▸ Consignes:
(a) Répondez brièvement à ces questions sur l'extrait consacré à la cérémonie du thé :
(i) À quoi Hiroyuki goûtait-il pendant tout ce temps ?
(ii) Par quelles couleurs le mélange est-il passé dans le bol ?
(iii) Qu'a dit Hiroyuki du bol, du thé et de l'accueil ?
(b) Réécrivez le passage de l'extrait sur la cérémonie du thé qui commence par « Alors, il a » et se poursuit jusqu'à « une seconde gorgée. », en remplaçant « exquis » par « délicieux ».
(c) Poursuivez le récit de la cérémonie du thé à partir de la dernière phrase de l'extrait.

▸ Extrait de source:
————————

Hiroyuki, pendant tout ce temps, goûtait délicatement au gâteau des neiges. Du godet d’un ustensile de bois ciselé, Jakuoo a puisé dans la bouilloire un peu d’eau frémissante, l’a versée sur la poudre, dans le bol blanc, et s’est mis à battre le tout d’un geste précis du blaireau. De vert sombre, le mélange est progressivement passé au vert pomme, puis est monté en crème au point de remplir presque complètement le bol, que Jakuoo a alors tendu à Hiroyuki. Humilité et concentration, de part et d’autre. Gestes d’une patience, d’un contrôle extrêmes. Puis le bol est longuement resté entre les paumes de l’invité, qui les a peu à peu élevées au niveau de son regard, contemplant cette simple et sublime offrande au point de s’en imprégner, de se fondre avec elle, en elle.
Alors, il a guidé le bol vers sa bouche, s’est arrêté à portée d’haleine et a attendu un instant avant d’avancer délicatement les lèvres, d’incliner le bol, de humer, de pressentir, de goûter, d’apprécier et, enfin de boire une première et infime gorgée. Il a dit que le bol était beau, que le thé était exquis, que l’accueil était noble, puis il a bu une seconde gorgée.

————————

▸ Contenu des données:
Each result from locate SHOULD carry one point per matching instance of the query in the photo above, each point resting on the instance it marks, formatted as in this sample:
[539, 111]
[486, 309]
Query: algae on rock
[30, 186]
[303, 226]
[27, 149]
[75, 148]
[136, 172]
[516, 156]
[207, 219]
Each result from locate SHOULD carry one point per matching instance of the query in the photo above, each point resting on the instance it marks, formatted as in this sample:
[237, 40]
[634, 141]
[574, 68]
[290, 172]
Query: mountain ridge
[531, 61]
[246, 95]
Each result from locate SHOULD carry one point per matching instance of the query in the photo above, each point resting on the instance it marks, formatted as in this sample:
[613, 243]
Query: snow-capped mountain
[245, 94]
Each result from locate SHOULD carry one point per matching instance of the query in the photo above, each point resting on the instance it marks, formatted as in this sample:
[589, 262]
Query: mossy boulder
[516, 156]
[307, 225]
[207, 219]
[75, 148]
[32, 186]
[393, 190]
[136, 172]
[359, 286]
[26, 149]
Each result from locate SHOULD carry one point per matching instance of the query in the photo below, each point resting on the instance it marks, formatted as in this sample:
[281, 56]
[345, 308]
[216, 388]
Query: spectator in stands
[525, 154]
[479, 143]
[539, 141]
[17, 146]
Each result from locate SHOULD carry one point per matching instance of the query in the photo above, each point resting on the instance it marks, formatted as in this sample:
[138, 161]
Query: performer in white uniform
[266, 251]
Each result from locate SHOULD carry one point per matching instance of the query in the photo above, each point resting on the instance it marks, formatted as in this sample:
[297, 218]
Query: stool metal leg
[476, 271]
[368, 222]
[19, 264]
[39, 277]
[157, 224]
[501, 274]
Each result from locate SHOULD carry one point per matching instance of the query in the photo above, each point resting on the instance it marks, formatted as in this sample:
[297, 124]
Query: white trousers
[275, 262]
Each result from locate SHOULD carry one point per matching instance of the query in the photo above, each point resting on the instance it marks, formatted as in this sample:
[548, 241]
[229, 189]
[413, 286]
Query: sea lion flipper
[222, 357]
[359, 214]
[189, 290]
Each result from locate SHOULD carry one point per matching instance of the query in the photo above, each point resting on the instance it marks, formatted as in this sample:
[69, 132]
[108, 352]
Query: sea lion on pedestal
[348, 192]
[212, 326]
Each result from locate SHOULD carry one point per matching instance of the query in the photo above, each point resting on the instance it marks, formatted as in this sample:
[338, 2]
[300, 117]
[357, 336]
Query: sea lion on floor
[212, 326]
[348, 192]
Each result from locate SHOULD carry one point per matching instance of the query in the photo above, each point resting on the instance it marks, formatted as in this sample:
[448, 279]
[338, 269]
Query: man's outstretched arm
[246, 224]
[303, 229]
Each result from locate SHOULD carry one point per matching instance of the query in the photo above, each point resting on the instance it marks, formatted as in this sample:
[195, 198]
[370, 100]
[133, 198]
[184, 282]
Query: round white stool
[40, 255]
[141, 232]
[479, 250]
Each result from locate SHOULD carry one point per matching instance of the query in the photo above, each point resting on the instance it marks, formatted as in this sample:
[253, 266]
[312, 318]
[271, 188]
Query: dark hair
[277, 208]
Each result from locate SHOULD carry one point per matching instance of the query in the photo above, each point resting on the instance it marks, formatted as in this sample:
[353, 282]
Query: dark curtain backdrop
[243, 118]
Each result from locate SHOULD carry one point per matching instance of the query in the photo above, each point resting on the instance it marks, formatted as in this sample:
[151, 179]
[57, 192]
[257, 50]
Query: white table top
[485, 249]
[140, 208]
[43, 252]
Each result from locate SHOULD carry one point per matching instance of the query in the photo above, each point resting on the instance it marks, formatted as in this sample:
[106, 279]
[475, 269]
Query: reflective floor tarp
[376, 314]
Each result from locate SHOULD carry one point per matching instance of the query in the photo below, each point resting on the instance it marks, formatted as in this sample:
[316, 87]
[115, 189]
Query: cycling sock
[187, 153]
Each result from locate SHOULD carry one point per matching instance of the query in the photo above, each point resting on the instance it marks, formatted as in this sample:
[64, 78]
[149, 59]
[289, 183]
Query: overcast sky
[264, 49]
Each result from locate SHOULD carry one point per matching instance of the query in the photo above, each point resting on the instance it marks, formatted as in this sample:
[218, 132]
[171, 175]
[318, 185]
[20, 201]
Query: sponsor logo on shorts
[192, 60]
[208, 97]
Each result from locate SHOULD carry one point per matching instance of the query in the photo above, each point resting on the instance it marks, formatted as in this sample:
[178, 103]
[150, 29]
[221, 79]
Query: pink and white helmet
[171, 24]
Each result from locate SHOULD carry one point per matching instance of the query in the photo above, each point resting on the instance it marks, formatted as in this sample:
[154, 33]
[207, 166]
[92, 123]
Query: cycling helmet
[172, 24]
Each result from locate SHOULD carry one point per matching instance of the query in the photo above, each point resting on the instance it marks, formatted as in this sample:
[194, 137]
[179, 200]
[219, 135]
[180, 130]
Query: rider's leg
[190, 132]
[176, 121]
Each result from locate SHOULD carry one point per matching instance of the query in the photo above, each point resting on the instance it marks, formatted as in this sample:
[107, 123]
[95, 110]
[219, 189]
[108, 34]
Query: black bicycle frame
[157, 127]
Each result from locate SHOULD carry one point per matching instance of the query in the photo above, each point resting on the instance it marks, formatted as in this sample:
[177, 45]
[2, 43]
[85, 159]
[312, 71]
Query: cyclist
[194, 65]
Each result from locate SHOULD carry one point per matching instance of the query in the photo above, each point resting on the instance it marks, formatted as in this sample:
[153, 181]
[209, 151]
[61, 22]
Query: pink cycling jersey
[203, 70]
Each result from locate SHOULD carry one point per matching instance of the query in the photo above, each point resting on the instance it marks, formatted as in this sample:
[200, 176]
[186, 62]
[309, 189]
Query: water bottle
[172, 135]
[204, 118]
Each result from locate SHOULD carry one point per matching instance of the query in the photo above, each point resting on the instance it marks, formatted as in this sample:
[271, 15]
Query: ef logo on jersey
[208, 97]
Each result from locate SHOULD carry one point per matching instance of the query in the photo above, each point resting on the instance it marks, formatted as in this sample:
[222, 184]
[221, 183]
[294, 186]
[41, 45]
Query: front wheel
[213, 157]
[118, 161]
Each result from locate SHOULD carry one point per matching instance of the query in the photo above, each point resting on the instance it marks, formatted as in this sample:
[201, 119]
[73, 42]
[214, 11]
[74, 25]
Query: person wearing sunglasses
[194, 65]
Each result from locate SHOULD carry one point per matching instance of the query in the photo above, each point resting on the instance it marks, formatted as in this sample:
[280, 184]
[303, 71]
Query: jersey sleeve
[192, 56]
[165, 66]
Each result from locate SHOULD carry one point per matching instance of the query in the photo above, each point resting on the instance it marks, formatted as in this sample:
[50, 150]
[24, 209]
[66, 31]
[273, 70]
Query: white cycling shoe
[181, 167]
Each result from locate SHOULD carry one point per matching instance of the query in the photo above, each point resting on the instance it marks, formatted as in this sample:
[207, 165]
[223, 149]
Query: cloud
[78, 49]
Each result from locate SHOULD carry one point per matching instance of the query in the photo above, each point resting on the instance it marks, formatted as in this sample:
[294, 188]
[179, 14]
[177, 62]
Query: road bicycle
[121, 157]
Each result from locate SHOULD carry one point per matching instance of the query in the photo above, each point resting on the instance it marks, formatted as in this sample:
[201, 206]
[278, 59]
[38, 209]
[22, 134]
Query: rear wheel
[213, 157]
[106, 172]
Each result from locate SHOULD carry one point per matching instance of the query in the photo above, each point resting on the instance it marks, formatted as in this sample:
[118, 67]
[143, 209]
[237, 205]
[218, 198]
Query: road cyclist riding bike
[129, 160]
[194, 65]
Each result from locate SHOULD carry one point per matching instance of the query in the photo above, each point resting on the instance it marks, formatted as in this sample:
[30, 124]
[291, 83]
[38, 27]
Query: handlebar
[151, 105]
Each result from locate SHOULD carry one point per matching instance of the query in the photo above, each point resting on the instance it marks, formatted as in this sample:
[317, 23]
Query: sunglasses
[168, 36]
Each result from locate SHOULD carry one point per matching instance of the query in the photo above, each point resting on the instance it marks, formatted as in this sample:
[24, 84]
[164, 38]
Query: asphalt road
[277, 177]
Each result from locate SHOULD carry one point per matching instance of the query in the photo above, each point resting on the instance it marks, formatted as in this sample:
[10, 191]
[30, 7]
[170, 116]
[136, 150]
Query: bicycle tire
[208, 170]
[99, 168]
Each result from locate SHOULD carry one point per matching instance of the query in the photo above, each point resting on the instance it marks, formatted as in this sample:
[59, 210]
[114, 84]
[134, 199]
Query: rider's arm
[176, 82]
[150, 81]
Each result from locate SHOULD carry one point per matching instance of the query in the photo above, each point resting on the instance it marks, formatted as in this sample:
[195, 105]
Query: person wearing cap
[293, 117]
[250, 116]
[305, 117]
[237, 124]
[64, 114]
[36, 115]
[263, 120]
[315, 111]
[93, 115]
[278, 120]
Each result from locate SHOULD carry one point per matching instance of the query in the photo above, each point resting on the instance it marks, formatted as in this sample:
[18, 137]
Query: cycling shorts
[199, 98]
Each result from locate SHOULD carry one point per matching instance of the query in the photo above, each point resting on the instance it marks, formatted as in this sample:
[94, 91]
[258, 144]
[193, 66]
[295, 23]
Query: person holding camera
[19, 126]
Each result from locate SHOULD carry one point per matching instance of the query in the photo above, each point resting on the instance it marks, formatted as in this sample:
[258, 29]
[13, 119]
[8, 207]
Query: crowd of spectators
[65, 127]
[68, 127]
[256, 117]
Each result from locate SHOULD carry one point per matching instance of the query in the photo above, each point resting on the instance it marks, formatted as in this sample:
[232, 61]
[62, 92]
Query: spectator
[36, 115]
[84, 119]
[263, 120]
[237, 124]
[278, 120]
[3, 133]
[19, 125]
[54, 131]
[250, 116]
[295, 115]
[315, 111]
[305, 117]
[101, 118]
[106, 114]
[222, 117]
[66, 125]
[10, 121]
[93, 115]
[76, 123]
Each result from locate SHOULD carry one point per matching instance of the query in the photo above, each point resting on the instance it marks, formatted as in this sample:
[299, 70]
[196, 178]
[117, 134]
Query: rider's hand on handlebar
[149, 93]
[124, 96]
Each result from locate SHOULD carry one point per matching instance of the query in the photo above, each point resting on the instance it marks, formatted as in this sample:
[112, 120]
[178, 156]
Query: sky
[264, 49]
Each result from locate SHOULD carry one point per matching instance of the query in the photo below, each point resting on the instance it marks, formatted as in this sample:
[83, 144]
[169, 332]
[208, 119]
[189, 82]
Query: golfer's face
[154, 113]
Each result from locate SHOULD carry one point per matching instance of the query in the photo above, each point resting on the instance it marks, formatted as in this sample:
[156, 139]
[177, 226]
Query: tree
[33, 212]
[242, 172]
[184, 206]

————————

▸ Corrigés:
(a)
(i) Au gâteau des neiges.
(ii) Du vert sombre au vert pomme.
(iii) Que le bol était beau, que le thé était exquis et que l'accueil était noble.

(b)
Alors, il a guidé le bol vers sa bouche, s’est arrêté à portée d’haleine et a attendu un instant avant d’avancer délicatement les lèvres, d’incliner le bol, de humer, de pressentir, de goûter, d’apprécier et, enfin de boire une première et infime gorgée. Il a dit que le bol était beau, que le thé était délicieux, que l’accueil était noble, puis il a bu une seconde gorgée.

(c)
Jakuoo lui a répondu, à la manière du poète chinois Lu Yu, que le thé peut se ratatiner et offrir des plis comme les bottes d’un cavalier mongol, ou bien qu’il peut être raide comme les fanons d’un boeuf sauvage ou ondulé comme les tuiles d’une maison. Il peut ressembler à un champignon qui se forme ou aux nuages couronnant la montagne, a enchéri Hiroyuki. Les feuilles peuvent se soulever et danser comme au gré de l’eau lorsqu’un zéphyr l’effleure. D’autres telle l’argile tendre et malléable sous la main du potier sont claires et pures comme si elles avaient été filtrées à travers du charbon de bois. D’autres enfin s’enroulent et se tordent comme de petits ruisseaux tracés par une pluie violente dans le champ fraîchement labouré. Telles sont les meilleures qualités du thé.
Jakuoo, déjà, purifiait les ustensiles qui, bientôt, regagneraient leurs papiers de soie, leurs rubans, leur carton d’apparat. Mais pourquoi donc dis-je déjà. Il y avait plus de deux heures qu’ils étaient là, et que j’étais là à les observer, si transparent qu’à aucun moment leur regard ne s’était porté vers moi. Grâce à eux, je m’étais en quelques jours immiscé au coeur du Japon de toujours, loin du temps, loin de tout et si près de l’essentiel.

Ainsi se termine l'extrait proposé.